# Detalle de tarea
Indique si cada afirmación concuerda con el fragmento proporcionado, respondiendo sí o no y citando literalmente las palabras del fragmento que lo deciden. 1. El médico Francisco Palop Segovia falleció en 1909. 2. La vizcondesa de Termens murió fuera de Cabra. 3. Cada amigo que llevara el cadáver de Palop recibiría veinte pesetas.

# Fragmento proporcionado
Uno de los textos de mis primeros cursos de bachillerato, cuando tenía diez u once años, contenía un conocido poema y de acuerdo con una buena costumbre de entonces, sin que nadie nos obligara a ello, lo aprendí de memoria. Estos eran los primeros versos: «Se diga lo que se diga/ qué bonito es un entierro,/ con sus caballitos blancos/ y sus caballitos negros,/ con su cajita de pino/ y su muertecito dentro,/ con su cochero borracho/ y to el acompañamiento». No estoy seguro de que en aquel libro fuese correcta la atribución del autor, que es el periodista Mariano Povedano. Unos dos años antes habíamos sido espectadores televisivos, por primera vez, de unas ceremonias fúnebres de resonancia mundial, la del Papa Juan XXIII en junio de 1963, y la del presidente Kennedy, en noviembre del mismo año. Mis padres aún no habían comprado un televisor, pero los niños de mi calle íbamos a verlo al cercano Centro Filarmónico Egabrense.

Algunas personas dejan establecido en su testamento cómo debía ser su entierro. El médico Francisco Palop Segovia, oriundo de Jerez pero afincado en Montilla, vinculado a los orígenes del socialismo en aquella población, falleció en 1909, y había dejado consignado que se le hiciera un entierro civil y que su cadáver «sea conducido por los amigos en creencias del testador, y de no haber de estos número suficiente, y solo en este caso, se utilizará el coche fúnebre, pero cuidando suprimir en este, o sea, quitándole previamente, toda insignia de cristiano». Asimismo, establecía que «a los que se presten de sus amigos a llevar el cadáver se les entregue, como retribución de tal molestia, y en la clase de ropa por ellos a designar, la suma de diez pesetas a cada uno». También dentro de nuestra provincia, en 1938 falleció Carmen Giménez Flores, vizcondesa de Termens, quien un año antes había decidido que su entierro debía ser de primera categoría, así como que a su cuerpo lo siguieran «doscientos pobres de esta ciudad de Cabra, [...] y por los viejos del asilo de la misma ciudad, a cada uno de los cuales se le dará una peseta y una vela que deberán llevar encendida durante la ceremonia». En prevención de que pudiera fallecer fuera de Cabra (cosa que no ocurrió), expresaba el deseo de que «a la llegada del cuerpo a la ciudad, sea recibido por la banda municipal, y acompañado por el sacerdote, permanezca, si la ley lo permite, durante la última noche en su residencia». En ambos casos se cumplieron las citadas disposiciones testamentarias, que se corresponden con las características de quienes testaban.

# Datos proporcionados
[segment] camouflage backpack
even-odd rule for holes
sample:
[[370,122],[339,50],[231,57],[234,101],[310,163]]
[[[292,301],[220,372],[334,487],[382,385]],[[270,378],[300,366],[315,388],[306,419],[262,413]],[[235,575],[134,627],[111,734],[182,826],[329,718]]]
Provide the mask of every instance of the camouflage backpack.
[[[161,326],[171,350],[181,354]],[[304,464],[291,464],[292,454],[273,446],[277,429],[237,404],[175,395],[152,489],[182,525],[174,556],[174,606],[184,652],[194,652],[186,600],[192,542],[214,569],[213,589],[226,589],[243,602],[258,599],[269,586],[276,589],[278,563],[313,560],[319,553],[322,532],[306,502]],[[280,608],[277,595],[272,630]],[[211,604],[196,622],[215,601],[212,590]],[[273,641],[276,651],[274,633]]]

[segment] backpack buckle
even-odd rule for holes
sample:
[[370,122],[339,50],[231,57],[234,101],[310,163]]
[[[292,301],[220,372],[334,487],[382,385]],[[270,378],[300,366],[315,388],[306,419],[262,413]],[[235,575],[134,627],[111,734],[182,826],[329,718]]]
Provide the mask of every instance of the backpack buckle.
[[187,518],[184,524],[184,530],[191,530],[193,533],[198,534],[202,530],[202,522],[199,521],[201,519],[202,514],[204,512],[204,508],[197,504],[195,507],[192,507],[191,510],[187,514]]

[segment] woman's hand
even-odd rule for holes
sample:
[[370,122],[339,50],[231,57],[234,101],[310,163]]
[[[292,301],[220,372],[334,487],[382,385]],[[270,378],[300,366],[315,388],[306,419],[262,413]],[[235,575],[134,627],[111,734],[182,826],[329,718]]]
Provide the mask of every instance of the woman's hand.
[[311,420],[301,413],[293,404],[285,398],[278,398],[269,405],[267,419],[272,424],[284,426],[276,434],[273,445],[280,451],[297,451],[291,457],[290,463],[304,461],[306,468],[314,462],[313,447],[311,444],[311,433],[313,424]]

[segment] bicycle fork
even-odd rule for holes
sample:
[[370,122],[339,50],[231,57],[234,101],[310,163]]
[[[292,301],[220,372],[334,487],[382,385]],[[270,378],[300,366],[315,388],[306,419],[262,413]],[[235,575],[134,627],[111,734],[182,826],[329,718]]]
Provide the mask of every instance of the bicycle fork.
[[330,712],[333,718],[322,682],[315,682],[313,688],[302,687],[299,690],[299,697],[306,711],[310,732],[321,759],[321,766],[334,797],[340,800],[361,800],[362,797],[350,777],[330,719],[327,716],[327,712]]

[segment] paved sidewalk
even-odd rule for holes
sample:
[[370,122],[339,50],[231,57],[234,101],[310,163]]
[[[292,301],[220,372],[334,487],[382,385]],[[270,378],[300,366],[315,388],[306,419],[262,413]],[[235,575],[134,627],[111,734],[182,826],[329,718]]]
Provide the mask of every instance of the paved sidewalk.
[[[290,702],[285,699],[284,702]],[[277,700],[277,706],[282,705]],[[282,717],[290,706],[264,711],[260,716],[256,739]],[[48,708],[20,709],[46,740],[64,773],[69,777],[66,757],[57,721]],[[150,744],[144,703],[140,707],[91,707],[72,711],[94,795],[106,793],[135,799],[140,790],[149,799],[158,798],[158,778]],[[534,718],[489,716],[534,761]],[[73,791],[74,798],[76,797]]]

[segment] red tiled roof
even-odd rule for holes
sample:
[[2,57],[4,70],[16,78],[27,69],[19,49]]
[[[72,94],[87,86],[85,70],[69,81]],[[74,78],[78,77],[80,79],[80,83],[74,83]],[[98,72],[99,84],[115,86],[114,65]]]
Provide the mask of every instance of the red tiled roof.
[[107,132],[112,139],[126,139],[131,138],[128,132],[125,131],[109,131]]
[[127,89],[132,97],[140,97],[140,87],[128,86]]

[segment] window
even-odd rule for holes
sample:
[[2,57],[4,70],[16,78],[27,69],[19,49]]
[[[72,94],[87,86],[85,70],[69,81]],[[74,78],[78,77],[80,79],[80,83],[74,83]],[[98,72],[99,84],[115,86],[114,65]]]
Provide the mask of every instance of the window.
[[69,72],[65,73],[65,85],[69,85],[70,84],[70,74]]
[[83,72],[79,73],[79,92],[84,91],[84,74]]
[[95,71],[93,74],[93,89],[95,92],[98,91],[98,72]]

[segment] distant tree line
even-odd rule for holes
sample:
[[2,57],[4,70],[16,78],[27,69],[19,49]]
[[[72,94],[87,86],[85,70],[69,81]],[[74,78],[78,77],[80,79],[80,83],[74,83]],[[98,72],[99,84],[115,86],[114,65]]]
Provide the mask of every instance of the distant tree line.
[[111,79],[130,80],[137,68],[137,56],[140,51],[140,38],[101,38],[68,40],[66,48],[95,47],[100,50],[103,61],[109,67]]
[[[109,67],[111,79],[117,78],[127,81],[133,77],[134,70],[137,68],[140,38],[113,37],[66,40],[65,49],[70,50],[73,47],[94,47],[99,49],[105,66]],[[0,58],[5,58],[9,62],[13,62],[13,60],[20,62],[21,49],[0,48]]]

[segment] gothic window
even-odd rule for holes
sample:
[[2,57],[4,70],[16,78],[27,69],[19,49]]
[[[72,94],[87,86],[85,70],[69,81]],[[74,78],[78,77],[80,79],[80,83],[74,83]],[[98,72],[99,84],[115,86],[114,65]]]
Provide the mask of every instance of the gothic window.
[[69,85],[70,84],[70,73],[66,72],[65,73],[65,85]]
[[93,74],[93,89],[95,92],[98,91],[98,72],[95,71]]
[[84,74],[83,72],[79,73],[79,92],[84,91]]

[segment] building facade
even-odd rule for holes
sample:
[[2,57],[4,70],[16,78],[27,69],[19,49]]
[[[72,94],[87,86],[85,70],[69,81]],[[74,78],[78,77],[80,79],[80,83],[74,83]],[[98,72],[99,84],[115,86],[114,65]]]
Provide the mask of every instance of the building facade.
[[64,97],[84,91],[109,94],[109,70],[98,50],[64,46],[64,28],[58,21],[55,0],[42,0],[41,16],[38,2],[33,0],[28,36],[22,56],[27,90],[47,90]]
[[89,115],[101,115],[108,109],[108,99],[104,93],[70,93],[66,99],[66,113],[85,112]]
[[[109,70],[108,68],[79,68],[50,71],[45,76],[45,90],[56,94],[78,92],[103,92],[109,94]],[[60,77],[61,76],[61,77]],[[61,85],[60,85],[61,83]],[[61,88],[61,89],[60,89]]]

--

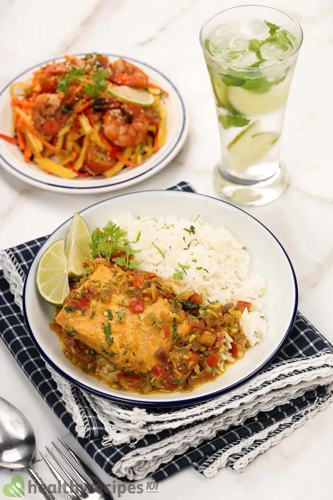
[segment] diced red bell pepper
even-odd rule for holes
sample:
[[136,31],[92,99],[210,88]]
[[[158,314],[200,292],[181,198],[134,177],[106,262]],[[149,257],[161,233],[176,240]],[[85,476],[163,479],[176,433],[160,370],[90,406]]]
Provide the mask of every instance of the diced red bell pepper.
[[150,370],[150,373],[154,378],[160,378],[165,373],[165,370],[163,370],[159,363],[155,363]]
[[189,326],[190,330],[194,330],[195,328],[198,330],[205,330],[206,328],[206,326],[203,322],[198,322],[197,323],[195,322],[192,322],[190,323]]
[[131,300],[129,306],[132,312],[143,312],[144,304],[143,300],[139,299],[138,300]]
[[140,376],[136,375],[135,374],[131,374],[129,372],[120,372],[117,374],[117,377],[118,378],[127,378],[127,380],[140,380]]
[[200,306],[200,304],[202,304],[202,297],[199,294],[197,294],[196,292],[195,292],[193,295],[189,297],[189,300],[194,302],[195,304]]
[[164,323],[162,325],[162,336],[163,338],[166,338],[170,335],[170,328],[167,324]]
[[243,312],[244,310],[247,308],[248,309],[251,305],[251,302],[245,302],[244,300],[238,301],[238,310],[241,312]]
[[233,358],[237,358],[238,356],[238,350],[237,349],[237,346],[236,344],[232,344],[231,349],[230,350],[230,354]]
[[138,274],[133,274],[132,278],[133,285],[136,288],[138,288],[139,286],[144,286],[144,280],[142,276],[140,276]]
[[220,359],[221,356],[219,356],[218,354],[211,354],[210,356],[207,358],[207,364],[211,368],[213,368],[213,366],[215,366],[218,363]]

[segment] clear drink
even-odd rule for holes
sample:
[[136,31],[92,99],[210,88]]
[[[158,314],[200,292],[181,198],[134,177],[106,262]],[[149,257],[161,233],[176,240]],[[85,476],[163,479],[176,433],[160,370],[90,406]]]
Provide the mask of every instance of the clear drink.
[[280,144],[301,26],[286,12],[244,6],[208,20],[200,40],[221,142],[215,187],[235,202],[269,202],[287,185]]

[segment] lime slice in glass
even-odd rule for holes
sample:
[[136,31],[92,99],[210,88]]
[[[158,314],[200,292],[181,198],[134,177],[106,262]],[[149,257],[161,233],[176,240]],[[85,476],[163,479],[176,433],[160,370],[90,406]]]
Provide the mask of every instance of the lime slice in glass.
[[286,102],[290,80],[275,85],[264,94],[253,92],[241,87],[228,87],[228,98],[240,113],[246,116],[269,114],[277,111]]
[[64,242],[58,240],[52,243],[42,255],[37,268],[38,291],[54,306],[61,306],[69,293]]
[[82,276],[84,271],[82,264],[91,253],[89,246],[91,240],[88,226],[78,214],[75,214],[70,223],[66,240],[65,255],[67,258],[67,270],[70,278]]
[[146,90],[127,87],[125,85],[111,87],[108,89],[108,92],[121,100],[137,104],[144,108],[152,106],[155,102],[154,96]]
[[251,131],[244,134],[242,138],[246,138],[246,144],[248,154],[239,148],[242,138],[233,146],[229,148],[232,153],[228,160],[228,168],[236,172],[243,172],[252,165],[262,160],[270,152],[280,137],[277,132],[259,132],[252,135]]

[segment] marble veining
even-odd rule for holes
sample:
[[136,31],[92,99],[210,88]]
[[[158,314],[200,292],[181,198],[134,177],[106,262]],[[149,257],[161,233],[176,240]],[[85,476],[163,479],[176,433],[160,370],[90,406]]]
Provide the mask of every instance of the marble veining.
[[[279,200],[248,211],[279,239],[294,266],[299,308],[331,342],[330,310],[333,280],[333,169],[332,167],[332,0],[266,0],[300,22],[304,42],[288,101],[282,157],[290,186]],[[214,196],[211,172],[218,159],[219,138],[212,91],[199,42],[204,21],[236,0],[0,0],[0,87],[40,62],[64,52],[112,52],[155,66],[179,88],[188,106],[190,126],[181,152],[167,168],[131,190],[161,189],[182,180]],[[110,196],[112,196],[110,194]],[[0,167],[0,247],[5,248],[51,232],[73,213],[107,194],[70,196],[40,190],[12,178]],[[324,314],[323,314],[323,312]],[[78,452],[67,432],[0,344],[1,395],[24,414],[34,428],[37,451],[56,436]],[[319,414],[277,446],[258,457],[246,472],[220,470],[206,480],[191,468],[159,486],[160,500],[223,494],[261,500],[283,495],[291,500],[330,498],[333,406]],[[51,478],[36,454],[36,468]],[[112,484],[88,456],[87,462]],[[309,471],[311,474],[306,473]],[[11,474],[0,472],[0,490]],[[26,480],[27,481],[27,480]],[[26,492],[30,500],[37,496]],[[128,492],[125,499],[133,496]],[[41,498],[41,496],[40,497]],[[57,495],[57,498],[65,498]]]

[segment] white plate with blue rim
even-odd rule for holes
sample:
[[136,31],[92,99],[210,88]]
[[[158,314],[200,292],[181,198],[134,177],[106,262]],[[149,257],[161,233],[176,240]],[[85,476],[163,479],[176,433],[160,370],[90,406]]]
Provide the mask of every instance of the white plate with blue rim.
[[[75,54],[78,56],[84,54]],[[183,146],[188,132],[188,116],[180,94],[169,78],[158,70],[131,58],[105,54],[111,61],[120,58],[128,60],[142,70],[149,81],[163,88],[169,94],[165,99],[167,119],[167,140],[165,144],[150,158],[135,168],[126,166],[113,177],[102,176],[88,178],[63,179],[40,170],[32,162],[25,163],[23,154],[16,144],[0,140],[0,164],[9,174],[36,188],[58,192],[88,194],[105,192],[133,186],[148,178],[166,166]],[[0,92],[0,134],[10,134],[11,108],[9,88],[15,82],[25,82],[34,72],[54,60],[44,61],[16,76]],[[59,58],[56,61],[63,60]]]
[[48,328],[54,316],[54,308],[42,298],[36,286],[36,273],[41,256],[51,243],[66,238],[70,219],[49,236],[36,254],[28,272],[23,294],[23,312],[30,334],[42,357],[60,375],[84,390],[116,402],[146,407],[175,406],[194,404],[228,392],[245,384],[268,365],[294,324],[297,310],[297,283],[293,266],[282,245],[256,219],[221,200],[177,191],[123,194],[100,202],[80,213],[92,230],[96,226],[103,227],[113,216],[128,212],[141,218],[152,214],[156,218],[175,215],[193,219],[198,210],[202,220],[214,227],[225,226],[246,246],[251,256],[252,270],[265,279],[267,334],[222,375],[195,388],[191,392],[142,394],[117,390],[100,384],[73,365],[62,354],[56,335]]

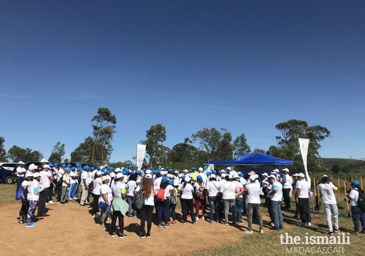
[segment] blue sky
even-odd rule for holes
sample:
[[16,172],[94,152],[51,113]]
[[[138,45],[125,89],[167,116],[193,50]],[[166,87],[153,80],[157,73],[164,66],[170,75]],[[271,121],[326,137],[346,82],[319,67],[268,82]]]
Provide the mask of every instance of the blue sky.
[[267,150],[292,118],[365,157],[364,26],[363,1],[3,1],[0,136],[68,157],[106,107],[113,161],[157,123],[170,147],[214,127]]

# Resultado de tarea
1. Sí: «falleció en 1909».
2. No: «En prevención de que pudiera fallecer fuera de Cabra (cosa que no ocurrió)».
3. No: «la suma de diez pesetas a cada uno».